## WHAT TO PRODUCE
Copy out the material below word for word, from the line containing "the clear blue" through the end of the material, both ends included, and nothing else.

Dataset records on where objects are located:
## Begin

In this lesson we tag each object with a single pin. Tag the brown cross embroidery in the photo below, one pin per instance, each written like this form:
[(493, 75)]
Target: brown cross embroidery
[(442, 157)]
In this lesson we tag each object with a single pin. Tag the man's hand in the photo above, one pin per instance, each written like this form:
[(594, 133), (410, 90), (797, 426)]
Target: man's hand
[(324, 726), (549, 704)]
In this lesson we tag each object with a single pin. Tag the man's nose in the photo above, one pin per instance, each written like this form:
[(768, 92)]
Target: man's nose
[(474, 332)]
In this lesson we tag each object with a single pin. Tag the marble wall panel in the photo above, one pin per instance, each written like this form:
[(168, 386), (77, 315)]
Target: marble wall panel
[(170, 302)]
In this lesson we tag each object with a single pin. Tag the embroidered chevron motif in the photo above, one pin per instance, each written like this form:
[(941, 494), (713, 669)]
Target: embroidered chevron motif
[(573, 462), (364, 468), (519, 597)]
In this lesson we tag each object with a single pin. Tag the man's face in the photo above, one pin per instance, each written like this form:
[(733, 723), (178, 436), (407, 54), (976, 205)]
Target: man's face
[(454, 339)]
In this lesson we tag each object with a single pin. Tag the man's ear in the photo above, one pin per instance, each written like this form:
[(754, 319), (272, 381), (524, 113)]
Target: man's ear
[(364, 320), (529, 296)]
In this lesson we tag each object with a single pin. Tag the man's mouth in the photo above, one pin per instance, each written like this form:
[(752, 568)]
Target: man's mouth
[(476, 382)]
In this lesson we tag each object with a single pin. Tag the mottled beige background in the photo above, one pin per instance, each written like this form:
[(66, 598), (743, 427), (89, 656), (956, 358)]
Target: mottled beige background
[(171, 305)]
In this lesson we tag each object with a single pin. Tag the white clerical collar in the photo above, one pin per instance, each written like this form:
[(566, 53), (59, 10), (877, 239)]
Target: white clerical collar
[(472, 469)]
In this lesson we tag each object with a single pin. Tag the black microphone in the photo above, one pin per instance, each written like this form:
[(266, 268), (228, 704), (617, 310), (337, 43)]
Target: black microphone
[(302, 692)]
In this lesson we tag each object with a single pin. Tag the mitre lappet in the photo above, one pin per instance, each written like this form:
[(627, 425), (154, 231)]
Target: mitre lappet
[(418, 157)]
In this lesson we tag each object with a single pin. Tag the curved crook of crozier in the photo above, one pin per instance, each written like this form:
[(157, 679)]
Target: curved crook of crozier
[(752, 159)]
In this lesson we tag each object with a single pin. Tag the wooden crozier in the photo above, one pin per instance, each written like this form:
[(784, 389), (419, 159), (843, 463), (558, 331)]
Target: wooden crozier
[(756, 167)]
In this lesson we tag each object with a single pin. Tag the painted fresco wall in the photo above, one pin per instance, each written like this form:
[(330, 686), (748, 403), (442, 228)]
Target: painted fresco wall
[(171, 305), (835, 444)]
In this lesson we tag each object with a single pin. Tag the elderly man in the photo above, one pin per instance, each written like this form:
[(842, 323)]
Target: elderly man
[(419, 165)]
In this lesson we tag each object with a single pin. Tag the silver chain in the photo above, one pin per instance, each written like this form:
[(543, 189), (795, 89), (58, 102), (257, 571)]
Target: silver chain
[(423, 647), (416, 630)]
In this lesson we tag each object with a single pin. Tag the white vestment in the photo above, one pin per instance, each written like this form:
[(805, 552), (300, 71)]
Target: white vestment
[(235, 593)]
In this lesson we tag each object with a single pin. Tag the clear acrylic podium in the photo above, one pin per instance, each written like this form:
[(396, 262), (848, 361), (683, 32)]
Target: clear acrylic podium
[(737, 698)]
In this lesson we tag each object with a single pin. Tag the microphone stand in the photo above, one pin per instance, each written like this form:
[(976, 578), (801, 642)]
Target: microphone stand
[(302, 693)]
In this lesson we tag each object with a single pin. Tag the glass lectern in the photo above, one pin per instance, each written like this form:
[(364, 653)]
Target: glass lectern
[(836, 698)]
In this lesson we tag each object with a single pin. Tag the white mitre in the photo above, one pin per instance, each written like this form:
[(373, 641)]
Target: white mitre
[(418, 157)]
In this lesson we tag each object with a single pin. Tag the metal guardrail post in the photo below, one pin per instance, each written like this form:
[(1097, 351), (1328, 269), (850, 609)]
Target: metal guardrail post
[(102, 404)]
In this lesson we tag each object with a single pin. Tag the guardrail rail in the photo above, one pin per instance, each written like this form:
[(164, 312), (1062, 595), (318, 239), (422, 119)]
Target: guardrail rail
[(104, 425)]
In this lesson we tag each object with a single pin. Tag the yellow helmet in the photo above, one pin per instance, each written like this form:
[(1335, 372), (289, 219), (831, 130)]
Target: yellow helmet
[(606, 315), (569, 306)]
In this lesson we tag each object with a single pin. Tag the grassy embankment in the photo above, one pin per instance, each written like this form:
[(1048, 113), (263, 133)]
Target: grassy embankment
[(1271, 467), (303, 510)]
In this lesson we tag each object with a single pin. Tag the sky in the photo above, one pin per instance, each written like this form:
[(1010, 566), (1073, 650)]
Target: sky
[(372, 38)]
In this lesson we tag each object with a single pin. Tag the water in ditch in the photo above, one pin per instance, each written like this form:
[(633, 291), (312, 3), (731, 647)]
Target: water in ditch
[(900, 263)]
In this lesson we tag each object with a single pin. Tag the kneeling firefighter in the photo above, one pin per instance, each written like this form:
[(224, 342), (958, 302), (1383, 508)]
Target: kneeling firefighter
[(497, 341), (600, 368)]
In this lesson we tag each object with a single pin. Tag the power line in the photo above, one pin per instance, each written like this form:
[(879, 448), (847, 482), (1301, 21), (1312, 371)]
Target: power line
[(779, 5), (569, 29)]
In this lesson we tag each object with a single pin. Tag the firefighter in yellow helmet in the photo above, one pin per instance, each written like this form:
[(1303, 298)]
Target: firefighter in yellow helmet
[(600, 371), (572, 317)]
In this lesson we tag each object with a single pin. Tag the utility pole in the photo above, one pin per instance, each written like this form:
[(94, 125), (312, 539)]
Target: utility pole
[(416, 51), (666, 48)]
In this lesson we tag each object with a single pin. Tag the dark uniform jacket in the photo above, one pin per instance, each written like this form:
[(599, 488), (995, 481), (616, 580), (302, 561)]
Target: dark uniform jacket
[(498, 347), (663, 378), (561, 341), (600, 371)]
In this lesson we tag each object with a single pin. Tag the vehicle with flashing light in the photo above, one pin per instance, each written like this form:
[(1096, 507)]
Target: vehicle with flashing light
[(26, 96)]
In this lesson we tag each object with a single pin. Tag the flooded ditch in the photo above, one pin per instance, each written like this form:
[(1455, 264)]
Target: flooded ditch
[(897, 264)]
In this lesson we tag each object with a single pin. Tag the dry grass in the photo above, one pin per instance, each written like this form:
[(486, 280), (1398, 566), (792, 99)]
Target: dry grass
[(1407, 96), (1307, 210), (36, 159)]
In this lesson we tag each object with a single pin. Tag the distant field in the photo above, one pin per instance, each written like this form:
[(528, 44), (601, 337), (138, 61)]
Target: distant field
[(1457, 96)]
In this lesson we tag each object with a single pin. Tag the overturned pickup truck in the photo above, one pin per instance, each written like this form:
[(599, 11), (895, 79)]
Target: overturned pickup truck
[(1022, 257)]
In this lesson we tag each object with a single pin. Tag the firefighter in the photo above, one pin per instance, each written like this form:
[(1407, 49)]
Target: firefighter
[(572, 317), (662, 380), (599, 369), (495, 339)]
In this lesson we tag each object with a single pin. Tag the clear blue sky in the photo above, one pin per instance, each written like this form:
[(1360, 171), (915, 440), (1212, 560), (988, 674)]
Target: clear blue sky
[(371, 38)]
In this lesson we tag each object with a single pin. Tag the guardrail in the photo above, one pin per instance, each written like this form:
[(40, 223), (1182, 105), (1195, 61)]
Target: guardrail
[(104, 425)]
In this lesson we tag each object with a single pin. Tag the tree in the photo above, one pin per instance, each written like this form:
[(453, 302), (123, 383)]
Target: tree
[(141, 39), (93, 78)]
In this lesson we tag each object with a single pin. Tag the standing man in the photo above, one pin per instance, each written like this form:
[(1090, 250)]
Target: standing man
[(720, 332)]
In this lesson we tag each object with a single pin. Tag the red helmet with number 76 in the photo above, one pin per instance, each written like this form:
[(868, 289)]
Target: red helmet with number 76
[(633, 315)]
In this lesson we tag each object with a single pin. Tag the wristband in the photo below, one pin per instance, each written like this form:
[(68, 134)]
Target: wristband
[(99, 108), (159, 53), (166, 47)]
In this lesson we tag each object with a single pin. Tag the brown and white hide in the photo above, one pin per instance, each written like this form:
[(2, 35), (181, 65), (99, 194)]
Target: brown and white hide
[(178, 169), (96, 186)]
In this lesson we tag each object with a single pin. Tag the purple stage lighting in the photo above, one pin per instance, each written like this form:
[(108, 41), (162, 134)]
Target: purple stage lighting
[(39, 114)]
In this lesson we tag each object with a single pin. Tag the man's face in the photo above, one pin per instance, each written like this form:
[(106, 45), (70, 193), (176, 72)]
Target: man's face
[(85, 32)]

## End

## FULL SOLUTION
In this lesson we tag each object with a single pin. Tag the clear blue sky in the photo above, one pin per instance, each written like this form:
[(1360, 171), (915, 440), (1212, 560), (988, 674)]
Target: clear blue sky
[(371, 38)]
In this lesson we tag each object with a single pin. Tag the guardrail in the photo above, one pin per instance, each written like this form:
[(40, 223), (1182, 105), (1195, 61)]
Target: guardrail
[(104, 425)]
In this lesson we tag each object with a single pin. Tag the tree in the photo above, one pin per instance, each written like this form:
[(453, 302), (123, 383)]
Target: tree
[(141, 39), (93, 78)]
In this lesson we tag each object with a single pin. Tag the standing man in the photo above, one pin per instance, each written like this form:
[(1090, 250)]
Target: standing man
[(720, 332)]
In this lesson we tag each object with a single pin. Tag the red helmet with number 76 in the photo above, one pin per instance, each written like this form:
[(868, 289)]
Target: red helmet with number 76
[(633, 315)]
In this lesson we tag each object with a single pin. Tag the wristband in the photo below, one pin per instance, each written like this form:
[(68, 134)]
Target: wristband
[(99, 108), (159, 53), (166, 47)]
In this lesson we tag each object with a single pin. Tag the brown and white hide in the photo above, one pin per instance, each written like this form:
[(2, 35), (181, 65), (99, 194)]
Target: brown and white hide
[(178, 169), (96, 186)]
In this lesson we tag each object with a single pin. Tag the purple stage lighting in the photo above, one pin per instance, each written like this form:
[(108, 41), (162, 134)]
Target: purple stage lighting
[(39, 114)]
In this lesson we tag each object with a single pin. Tag the man's face in the photo above, one pin per instance, each written like this form:
[(106, 45), (70, 193), (176, 72)]
Target: man's face
[(85, 32)]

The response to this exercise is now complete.